Problem description
Copy each line of the listing where the word "building" can be found.

Extracted data
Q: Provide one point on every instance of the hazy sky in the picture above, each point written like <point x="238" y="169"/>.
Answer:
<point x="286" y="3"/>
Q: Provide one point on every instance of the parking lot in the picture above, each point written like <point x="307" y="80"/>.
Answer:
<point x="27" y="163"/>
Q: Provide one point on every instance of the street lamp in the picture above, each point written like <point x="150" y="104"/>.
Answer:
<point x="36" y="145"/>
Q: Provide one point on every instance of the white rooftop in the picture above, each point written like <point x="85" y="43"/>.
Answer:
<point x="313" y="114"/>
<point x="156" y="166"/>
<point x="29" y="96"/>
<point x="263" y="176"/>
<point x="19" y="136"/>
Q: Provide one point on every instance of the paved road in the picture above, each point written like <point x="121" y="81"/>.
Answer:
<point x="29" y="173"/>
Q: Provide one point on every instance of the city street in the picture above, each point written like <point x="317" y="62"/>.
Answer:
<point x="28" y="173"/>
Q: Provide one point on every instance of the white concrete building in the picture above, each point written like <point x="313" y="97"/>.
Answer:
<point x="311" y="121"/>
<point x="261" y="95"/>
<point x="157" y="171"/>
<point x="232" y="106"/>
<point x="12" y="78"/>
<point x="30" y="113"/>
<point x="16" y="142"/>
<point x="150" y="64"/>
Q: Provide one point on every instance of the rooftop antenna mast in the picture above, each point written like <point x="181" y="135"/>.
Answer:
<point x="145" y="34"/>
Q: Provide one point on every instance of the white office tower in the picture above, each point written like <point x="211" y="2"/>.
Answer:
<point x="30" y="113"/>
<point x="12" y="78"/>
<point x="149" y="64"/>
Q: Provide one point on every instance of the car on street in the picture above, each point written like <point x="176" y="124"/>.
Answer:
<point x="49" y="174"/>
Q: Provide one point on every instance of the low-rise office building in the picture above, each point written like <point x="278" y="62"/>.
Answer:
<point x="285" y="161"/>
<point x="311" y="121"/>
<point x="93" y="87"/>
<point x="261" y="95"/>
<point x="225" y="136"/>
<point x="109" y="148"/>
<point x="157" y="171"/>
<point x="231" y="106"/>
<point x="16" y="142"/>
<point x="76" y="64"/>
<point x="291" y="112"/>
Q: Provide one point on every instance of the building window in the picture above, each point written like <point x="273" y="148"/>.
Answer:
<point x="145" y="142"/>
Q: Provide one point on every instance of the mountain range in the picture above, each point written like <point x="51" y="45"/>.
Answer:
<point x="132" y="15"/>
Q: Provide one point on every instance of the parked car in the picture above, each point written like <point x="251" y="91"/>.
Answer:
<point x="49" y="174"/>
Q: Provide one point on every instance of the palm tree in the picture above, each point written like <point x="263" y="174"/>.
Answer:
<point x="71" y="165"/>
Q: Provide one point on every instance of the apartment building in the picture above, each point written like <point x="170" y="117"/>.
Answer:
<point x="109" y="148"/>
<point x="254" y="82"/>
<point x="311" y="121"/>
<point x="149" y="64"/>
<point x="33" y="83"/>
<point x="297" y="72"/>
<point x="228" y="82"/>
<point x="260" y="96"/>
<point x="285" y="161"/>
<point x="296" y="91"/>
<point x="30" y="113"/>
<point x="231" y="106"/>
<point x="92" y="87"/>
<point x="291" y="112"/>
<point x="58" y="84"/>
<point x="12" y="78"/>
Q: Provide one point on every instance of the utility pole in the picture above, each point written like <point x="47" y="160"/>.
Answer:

Finished exercise
Q: Provide one point on every instance of the white concrete building in the picture above, each point written like <point x="313" y="97"/>.
Q: Provide one point on every instance of the low-rise office building in the picture above, each point written like <point x="278" y="62"/>.
Q: Provide one point on every instance of the building window in the picture above, each point written like <point x="273" y="148"/>.
Q: Provide one point on every instance of the apartment building in the picture above, each point written like <point x="170" y="117"/>.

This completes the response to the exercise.